[SOURCE TEXT — start]

The crystal structure of a riboswitch in a complex with TPP has been resolved (Fig. 21) (54, 55, 56).

Figure 21.

Figure 21

(A) X-ray crystal structure of the TPP-binding riboswitch with bound TPP (PDB accession no. 2GDI). (B) Detailed view of the TPP binding site with magnesium ions depicted as green spheres and water molecules depicted as red spheres.

CONCLUSIONS AND UNSOLVED PROBLEMS

Since the first review of TPP biosynthesis, published in the second edition of Escherichia coli and Salmonella: Molecular and Cellular Biology in 1996 (57), our understanding of this pathway has evolved as the research has advanced from genetic and labeling studies to the mechanistic characterization of most of the biosynthetic and salvage enzymes (58, 59), and the entire pathway has now been reconstituted in a biochemically defined system. This rapid progress was greatly facilitated by high-resolution protein mass spectrometry analyses that revealed unanticipated protein posttranslational modifications (e.g., in the case of ThiS-COSH) (10) and by the availability of multiple genome sequences, making it possible to shift from a biochemically intractable protein (e.g., ThiH) in one bacterial system to a more tractable protein (ThiO) in another (20). The availability of multiple orthologs of the thiamin biosynthetic enzymes has also greatly facilitated structural studies, and most of the thiamin biosynthetic and salvage enzymes have now been structurally characterized (60, 61). Thiamin biosynthesis is a complex story, however, and much remains to be discovered. Some of the unsolved problems are as follows.

  • Several unsolved mechanistic issues regarding the bacterial enzymes remain. Foremost among these are the mechanism of dehydroglycine formation catalyzed by ThiH and the mechanism of pyrimidine formation catalyzed by ThiC.

  • The structures of additional enzyme substrate-analog complexes are needed to complete our understanding of the catalytic mechanisms involved in thiamin biosynthesis. A major challenge will be determining the complete structure of the membrane-bound thiamin ABC transporter.

[SOURCE TEXT — finish]
[GIVEN ENTRIES — start]

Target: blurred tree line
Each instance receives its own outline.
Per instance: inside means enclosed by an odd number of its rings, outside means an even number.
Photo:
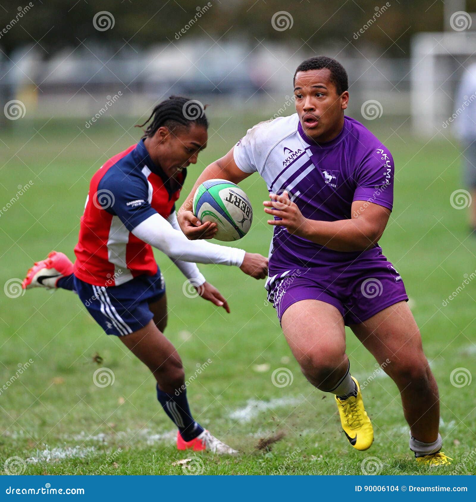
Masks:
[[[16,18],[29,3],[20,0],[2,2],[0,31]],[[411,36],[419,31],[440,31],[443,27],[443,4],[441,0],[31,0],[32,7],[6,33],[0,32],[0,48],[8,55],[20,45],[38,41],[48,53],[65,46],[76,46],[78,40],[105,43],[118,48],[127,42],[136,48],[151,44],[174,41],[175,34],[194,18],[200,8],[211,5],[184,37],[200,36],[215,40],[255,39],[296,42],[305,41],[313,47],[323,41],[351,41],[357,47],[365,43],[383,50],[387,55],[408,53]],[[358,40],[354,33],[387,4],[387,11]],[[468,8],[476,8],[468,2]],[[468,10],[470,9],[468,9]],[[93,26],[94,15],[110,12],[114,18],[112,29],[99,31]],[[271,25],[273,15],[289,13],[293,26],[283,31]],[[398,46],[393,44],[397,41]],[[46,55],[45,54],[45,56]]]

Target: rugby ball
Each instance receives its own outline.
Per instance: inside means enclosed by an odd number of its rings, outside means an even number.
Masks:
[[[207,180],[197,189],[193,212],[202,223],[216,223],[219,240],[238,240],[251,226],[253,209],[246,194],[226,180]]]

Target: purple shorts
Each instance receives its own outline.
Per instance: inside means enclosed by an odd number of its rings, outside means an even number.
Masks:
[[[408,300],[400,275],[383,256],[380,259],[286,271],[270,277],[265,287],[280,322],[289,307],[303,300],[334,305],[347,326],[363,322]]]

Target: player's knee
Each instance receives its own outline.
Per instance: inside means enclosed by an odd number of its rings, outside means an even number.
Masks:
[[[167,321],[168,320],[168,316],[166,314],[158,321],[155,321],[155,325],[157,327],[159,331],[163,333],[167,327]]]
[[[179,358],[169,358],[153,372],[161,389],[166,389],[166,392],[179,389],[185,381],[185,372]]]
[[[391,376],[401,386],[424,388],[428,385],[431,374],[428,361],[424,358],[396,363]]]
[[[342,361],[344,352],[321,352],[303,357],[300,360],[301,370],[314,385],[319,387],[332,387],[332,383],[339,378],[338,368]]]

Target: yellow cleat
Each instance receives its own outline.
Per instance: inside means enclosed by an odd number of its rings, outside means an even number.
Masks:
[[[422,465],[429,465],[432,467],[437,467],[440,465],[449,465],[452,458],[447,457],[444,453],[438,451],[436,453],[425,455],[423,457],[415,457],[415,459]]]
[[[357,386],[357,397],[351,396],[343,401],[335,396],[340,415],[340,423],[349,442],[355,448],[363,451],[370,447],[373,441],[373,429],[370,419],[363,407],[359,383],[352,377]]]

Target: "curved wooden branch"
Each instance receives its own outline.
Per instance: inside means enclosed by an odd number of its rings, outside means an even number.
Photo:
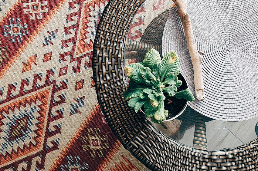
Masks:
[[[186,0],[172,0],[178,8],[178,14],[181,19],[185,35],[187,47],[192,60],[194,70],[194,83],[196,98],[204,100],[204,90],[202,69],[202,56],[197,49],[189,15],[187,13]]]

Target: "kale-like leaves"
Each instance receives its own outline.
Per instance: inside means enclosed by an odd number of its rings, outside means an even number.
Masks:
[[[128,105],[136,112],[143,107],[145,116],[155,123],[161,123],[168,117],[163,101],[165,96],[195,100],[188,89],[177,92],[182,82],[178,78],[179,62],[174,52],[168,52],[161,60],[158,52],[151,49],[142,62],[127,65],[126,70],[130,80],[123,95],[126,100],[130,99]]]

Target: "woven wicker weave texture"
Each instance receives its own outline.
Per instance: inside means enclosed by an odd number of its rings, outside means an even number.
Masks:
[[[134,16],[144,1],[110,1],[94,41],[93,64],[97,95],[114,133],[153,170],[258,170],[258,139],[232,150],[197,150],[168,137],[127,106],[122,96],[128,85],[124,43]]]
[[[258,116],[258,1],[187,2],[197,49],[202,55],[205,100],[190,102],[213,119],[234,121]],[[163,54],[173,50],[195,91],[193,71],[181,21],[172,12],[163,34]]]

[GIVEN ENTRIES — finish]
[GIVEN ENTRIES — start]

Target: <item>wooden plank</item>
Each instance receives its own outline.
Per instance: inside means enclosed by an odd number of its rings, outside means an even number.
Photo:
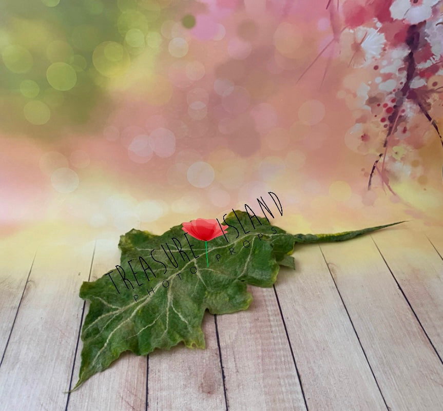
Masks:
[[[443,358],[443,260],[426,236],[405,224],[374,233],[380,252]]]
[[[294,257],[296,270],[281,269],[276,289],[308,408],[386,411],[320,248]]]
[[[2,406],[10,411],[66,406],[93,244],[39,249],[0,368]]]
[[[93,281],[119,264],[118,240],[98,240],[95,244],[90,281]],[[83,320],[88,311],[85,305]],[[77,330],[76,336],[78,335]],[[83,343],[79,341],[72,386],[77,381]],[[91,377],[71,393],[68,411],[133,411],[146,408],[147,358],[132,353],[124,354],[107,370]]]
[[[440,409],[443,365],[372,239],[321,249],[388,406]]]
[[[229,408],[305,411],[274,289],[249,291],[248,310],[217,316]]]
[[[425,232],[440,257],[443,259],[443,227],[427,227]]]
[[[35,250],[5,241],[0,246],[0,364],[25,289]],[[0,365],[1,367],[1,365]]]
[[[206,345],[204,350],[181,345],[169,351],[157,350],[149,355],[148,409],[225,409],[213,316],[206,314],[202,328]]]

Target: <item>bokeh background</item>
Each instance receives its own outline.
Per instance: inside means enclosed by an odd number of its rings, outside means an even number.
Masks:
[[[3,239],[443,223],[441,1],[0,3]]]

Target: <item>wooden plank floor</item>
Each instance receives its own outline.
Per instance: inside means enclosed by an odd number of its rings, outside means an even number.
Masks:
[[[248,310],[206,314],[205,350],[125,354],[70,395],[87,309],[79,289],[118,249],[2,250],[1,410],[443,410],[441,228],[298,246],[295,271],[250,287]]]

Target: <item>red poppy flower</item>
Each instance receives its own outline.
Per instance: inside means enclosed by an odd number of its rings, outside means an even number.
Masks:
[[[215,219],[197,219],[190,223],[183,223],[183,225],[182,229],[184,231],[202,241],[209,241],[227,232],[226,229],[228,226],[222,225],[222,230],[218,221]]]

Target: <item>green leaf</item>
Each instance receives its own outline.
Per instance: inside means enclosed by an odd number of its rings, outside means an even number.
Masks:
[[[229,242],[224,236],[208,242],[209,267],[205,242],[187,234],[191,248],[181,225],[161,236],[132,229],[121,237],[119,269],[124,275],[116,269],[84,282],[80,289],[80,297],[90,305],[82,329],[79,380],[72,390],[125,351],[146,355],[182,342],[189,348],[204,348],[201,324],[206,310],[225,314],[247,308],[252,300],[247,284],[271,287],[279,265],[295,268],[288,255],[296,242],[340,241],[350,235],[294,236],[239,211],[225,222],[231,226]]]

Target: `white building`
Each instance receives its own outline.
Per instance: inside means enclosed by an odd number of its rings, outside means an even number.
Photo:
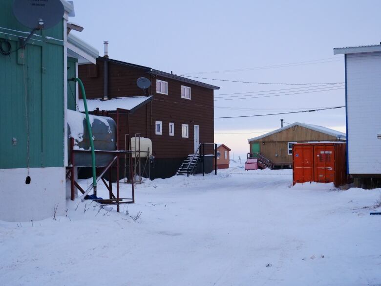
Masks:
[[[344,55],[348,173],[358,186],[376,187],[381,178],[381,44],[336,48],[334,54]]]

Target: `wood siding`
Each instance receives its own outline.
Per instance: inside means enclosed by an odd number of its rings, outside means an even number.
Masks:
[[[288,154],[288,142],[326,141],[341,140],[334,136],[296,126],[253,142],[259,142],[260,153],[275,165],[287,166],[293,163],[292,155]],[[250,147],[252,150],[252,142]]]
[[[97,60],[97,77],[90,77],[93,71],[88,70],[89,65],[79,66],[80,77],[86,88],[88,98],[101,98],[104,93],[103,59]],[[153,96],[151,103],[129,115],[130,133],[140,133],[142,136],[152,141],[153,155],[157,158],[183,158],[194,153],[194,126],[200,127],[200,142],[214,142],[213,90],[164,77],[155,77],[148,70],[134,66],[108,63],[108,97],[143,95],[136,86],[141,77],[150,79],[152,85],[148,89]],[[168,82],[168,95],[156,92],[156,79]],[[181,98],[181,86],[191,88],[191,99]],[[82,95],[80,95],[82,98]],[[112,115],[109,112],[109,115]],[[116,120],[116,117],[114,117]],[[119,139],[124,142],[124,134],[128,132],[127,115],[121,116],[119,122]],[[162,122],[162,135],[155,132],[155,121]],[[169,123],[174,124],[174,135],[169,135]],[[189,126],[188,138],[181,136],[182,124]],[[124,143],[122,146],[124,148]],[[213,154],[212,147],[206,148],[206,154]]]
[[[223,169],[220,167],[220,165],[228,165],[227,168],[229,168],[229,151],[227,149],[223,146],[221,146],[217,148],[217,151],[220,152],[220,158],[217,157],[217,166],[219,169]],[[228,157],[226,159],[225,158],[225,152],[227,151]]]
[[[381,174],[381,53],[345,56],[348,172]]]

[GIVEN ENTRIES — finish]

▶ _WORK ORDER A_:
Reproduce the stretch of the passage on thiamin biosynthesis from "The crystal structure" through "as red spheres." word for word.
▶ _WORK ORDER B_:
In the passage on thiamin biosynthesis, which enzyme catalyzes pyrimidine formation?

▶ _EXERCISE ANSWER A_:
The crystal structure of a riboswitch in a complex with TPP has been resolved (Fig. 21) (54, 55, 56).

Figure 21.

Figure 21

(A) X-ray crystal structure of the TPP-binding riboswitch with bound TPP (PDB accession no. 2GDI). (B) Detailed view of the TPP binding site with magnesium ions depicted as green spheres and water molecules depicted as red spheres.

▶ _EXERCISE ANSWER B_:
ThiC